Work instruction:
All of the records below must be output exactly, with no pictures carried over.

--- Raw data ---

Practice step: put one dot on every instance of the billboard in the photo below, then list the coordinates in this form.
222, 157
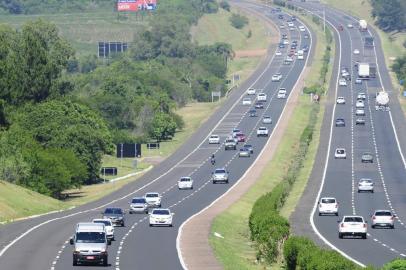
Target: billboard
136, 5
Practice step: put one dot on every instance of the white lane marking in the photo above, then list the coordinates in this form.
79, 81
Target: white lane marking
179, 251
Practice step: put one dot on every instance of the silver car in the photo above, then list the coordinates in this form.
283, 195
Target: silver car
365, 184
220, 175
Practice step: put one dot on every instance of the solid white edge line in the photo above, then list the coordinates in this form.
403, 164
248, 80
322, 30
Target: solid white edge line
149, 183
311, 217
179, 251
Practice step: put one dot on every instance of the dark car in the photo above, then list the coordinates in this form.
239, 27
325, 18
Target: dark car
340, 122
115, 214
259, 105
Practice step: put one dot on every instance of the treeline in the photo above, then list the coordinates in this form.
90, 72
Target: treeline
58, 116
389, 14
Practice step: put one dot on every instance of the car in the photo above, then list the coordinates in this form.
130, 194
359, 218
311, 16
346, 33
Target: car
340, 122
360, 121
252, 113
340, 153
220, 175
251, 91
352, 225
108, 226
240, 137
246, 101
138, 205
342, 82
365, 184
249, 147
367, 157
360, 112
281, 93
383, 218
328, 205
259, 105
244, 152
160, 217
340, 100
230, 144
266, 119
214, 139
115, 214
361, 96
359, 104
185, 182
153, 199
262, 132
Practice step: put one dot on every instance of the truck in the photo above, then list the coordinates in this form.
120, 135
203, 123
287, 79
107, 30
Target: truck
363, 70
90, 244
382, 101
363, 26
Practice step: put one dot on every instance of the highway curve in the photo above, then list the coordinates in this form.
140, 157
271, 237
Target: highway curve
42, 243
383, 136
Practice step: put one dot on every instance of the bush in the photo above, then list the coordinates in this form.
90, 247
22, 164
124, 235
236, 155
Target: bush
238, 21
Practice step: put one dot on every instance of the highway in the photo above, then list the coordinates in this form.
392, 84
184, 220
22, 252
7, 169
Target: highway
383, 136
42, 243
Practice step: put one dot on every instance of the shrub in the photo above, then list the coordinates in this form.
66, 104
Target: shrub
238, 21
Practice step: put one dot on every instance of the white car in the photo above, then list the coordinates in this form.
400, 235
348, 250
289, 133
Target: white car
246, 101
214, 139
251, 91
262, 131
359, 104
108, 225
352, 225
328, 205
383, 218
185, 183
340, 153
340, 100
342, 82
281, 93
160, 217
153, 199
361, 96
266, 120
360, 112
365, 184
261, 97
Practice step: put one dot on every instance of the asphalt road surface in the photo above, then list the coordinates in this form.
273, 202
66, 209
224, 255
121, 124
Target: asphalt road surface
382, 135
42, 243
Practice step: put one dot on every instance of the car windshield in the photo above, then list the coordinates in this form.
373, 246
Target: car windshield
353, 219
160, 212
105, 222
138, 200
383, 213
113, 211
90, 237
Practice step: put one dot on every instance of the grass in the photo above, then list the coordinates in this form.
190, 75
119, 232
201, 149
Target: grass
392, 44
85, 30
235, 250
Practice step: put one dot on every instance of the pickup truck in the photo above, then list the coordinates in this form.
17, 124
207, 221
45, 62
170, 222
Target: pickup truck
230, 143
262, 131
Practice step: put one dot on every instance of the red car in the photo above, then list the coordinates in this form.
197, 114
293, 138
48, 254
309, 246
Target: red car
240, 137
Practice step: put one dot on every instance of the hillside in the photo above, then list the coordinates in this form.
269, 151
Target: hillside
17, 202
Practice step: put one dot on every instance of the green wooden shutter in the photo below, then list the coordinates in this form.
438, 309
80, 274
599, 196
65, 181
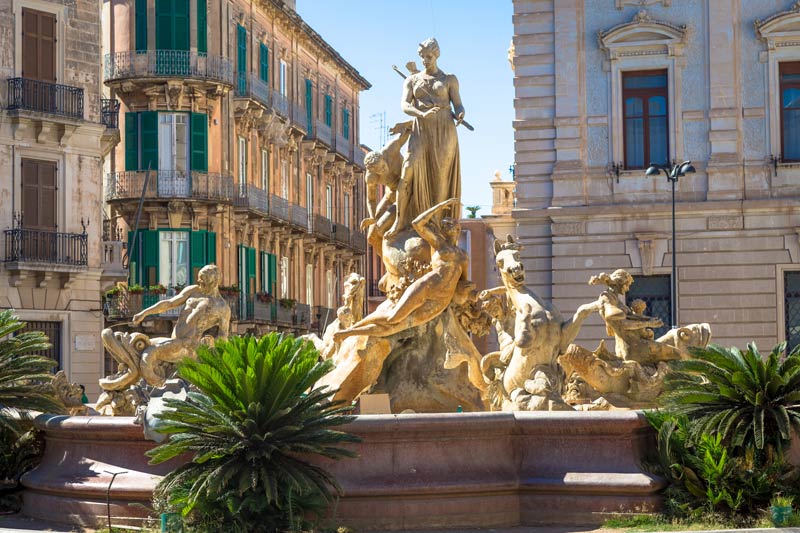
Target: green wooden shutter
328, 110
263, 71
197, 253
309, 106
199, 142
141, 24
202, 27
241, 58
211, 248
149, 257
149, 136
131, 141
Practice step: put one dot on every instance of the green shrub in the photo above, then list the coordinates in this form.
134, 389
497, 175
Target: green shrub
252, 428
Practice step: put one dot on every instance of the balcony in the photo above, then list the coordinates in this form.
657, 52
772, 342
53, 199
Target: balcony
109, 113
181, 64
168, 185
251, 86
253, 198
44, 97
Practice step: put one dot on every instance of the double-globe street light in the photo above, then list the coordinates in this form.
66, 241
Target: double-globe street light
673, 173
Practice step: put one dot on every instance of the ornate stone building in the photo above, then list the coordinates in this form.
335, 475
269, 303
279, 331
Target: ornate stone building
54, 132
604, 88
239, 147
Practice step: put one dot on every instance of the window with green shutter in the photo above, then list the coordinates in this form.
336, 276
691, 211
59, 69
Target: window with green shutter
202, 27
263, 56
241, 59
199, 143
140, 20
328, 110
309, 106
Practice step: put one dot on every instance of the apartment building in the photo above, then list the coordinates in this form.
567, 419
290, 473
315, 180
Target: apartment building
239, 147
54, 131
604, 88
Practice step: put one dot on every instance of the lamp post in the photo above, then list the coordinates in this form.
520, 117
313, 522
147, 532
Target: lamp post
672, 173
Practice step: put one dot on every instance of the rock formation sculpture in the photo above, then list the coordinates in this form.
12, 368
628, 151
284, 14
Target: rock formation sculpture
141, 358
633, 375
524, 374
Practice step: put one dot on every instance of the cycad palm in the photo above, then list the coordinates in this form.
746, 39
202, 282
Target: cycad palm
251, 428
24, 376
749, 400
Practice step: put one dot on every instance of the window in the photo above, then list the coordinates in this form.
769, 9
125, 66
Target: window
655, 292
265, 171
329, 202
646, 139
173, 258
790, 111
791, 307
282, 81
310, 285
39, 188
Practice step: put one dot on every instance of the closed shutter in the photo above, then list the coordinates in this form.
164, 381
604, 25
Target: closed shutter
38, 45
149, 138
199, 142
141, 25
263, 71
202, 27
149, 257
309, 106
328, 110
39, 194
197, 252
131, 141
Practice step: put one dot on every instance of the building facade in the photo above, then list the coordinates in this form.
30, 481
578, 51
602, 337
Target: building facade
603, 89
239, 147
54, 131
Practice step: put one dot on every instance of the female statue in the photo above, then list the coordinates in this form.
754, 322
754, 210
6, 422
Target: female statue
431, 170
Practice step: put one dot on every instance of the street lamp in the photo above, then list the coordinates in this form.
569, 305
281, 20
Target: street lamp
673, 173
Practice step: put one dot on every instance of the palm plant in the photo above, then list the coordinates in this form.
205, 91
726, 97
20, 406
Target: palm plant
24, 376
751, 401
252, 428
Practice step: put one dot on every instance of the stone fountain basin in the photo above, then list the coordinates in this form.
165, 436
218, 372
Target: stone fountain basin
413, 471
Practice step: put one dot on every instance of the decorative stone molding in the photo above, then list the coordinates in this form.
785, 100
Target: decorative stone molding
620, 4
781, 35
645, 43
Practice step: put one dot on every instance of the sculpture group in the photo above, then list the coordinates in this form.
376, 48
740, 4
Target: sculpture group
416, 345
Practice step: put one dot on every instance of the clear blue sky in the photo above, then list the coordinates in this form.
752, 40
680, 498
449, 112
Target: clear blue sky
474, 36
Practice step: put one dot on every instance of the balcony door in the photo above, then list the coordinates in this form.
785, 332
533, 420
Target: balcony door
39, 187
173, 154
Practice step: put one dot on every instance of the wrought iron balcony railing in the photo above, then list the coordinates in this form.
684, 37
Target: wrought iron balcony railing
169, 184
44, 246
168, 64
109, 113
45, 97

---

Response area:
Practice step: put one dot on every instance of the billboard in the photo below, then list the coordinates in this form.
222, 157
Target: billboard
136, 5
Practice step: put one dot on every instance of the white lane marking in the photo above, then list the coordinates in this form.
79, 81
Target: white lane marking
179, 251
Practice step: put one dot on every instance of the silver car in the photo above, then list the coordinates in this form.
283, 195
Target: silver car
365, 184
220, 175
Practice step: put one dot on every instance of the solid white edge line in the photo above, then list the coordinates in this form.
403, 164
248, 80
322, 30
Target: solid white edge line
149, 183
311, 217
179, 251
Practice step: put one dot on every instance of the dark car in the photo above, then list the coordinates in this form.
239, 27
325, 18
Target: dark car
340, 122
115, 214
259, 105
Practice step: put one dot on every instance of the treeline in the photo above, then list the coordinates in this form.
90, 72
Target: treeline
58, 116
389, 14
Practice step: put one dot on every instance of the car in the photo above, then list the coordinates in this form.
130, 194
359, 218
311, 16
346, 33
Target: car
340, 122
360, 121
252, 113
340, 153
220, 175
251, 91
352, 225
108, 226
240, 137
246, 101
138, 205
342, 82
365, 184
249, 147
367, 157
360, 112
281, 93
383, 218
328, 205
259, 105
244, 152
160, 217
340, 100
230, 144
266, 119
214, 139
115, 214
361, 96
359, 104
185, 182
153, 199
262, 132
Practice step: put one dot on every instance of the truck in the photo above, then list the coordinates in this form.
120, 135
203, 123
287, 79
107, 30
Target: truck
363, 70
90, 244
382, 101
363, 26
Practice step: put one dot on every instance of the highway curve in the photo above, then list the coordinates in this form.
140, 157
271, 237
Target: highway curve
42, 243
383, 136
Practice step: put one dot on every instance of the bush in the photo above, then list the coordinates in this form.
90, 247
22, 164
124, 235
236, 155
Target: bush
238, 21
Practice step: put one dot on every instance of the highway in the photo above, then list the coordinates in this form.
392, 84
184, 220
22, 252
7, 169
Target: highway
383, 136
42, 243
Practice step: put one dot on every instance of the shrub in the photo above, then list the coordinates in this form.
66, 104
Target: shrub
238, 21
Practice step: put one dot on every instance of the white car in the photo above, then list the coordinates in this form.
400, 235
348, 250
289, 133
Target: white car
246, 101
214, 139
251, 91
262, 131
359, 104
108, 225
352, 225
328, 205
383, 218
185, 183
340, 153
340, 100
342, 82
281, 93
160, 217
153, 199
361, 96
266, 120
360, 112
365, 184
261, 97
Practice step: put one dot on every instance of the asphalt road surface in the photo above, then list the coordinates in this form.
273, 202
66, 209
224, 255
121, 124
Target: asphalt road surface
382, 135
42, 243
Practice step: put one dot on every instance of the car windshield in the photo above, then list the coordinates in this form.
373, 246
Target: car windshield
353, 219
160, 212
105, 222
138, 200
383, 213
113, 211
90, 237
Practice step: put one dot on every instance of the grass in the photo above, then list the coordinates in this form.
190, 75
119, 232
201, 149
Target: grass
392, 44
85, 30
235, 250
Practice step: put one dot on every instance of the pickup truck in the photo above, then list the coordinates in this form.
17, 124
207, 221
45, 62
170, 222
Target: pickup truck
230, 143
262, 131
Practice step: put one dot on every instance of the red car in the photo above, then list the coordinates in this form.
197, 114
293, 138
48, 254
309, 246
Target: red car
240, 137
Practice step: put one dot on every instance of the hillside in the photo above, then list the coordinates in this form.
269, 151
Target: hillside
17, 202
Practice step: put one dot on every instance of the green wooden shutter in the photo below, then list the coordinates in this form.
438, 309
80, 274
599, 196
65, 181
Target: green wooden shutter
328, 110
263, 71
197, 253
309, 106
199, 142
141, 24
202, 27
241, 58
211, 248
149, 257
149, 136
131, 141
Practice step: put one dot on every instance of the green shrub in the photo above, then list the coordinates in this form.
134, 389
497, 175
Target: green shrub
252, 428
Practice step: put one dot on every instance of the balcony in the photo above, then list the coordinates in this form.
657, 52
772, 342
53, 199
Target: balcony
109, 113
181, 64
168, 185
251, 86
253, 198
44, 97
Practice step: put one dot on every instance of the double-globe street light in the photo above, then list the coordinates in this form.
66, 241
Target: double-globe street light
673, 173
Practice step: put one dot on every instance of the ornate stone building in the photo above, then list the coordinates in this form.
335, 475
269, 303
279, 331
Target: ornate stone building
54, 132
604, 88
239, 147
Practice step: put one dot on every instance of the window with green shutter in the photo above, then list the coordinates in this form.
336, 276
691, 211
59, 69
Target: window with green shutter
202, 27
263, 56
241, 59
199, 143
140, 20
328, 110
309, 106
Practice step: put one dot on every instance of the apartment building in the photo above, then list the coordinates in this form.
567, 419
290, 473
315, 180
Target: apartment building
239, 147
54, 131
604, 88
Practice step: put one dot on every instance of the lamp post in the photo above, then list the coordinates in this form.
520, 117
313, 522
147, 532
Target: lamp post
672, 173
Practice step: put one dot on every instance of the rock formation sculpture in the photo above, then list the coordinates in this form.
12, 368
628, 151
284, 14
Target: rock formation sculpture
141, 358
633, 375
524, 374
Practice step: put one dot on every instance of the cycad palm in the photo above, then list the coordinates in this form.
746, 39
202, 282
Target: cycad palm
251, 428
24, 376
749, 400
Practice step: put one dot on every instance of the window in the photo above, then list the coordinates in this form.
769, 9
125, 66
Target: window
655, 292
265, 171
329, 202
646, 139
173, 258
790, 111
791, 307
282, 81
310, 285
39, 188
Practice step: put one dot on every instance of the closed shutter in the photo above, then list the coordinates in this form.
164, 381
604, 25
Target: closed shutter
38, 45
149, 138
199, 142
141, 25
263, 71
202, 27
149, 257
309, 106
328, 110
39, 194
197, 252
131, 141
Practice step: put one dot on every instance of the building facade in the photo above, then list the coordinates in this form.
30, 481
578, 51
602, 337
Target: building facade
603, 89
239, 147
54, 131
Practice step: put one dot on every instance of the female statue in the photo above, then list the coordinates in this form.
754, 322
754, 210
6, 422
Target: female statue
431, 170
Practice step: put one dot on every instance of the street lamp in the photo above, then list the coordinates in this form.
569, 305
281, 20
Target: street lamp
673, 173
Practice step: put one dot on every instance of the palm plant in the photo above, then list the coordinates in this form.
205, 91
726, 97
20, 406
Target: palm plant
24, 376
751, 401
252, 428
Practice step: put one dot on every instance of the stone fountain basin in the photo above, then list the coordinates in this form.
165, 436
218, 372
Target: stone fountain basin
413, 471
Practice step: put one dot on every instance of the decorative stone molding in the photo above, then list the coordinates in this form.
785, 100
Target: decorative stone molding
620, 4
781, 35
645, 43
Practice step: put one dot on every instance of the sculpture group in the photo above, then list the coordinates in this form.
376, 48
740, 4
Target: sculpture group
416, 345
Practice step: put one dot on every instance of the clear blue sky in the photo above, then list the coordinates in this form.
752, 40
680, 498
449, 112
Target: clear blue sky
474, 36
Practice step: put one dot on every instance of the balcony door in the photo above, then list the coordinates in this form.
785, 332
533, 420
Target: balcony door
39, 187
173, 154
Practice step: put one dot on every instance of the wrought iron balcony railing in the photo above, then list the coordinates in this form.
684, 37
Target: wrought iron balcony railing
169, 184
44, 246
168, 64
109, 113
45, 97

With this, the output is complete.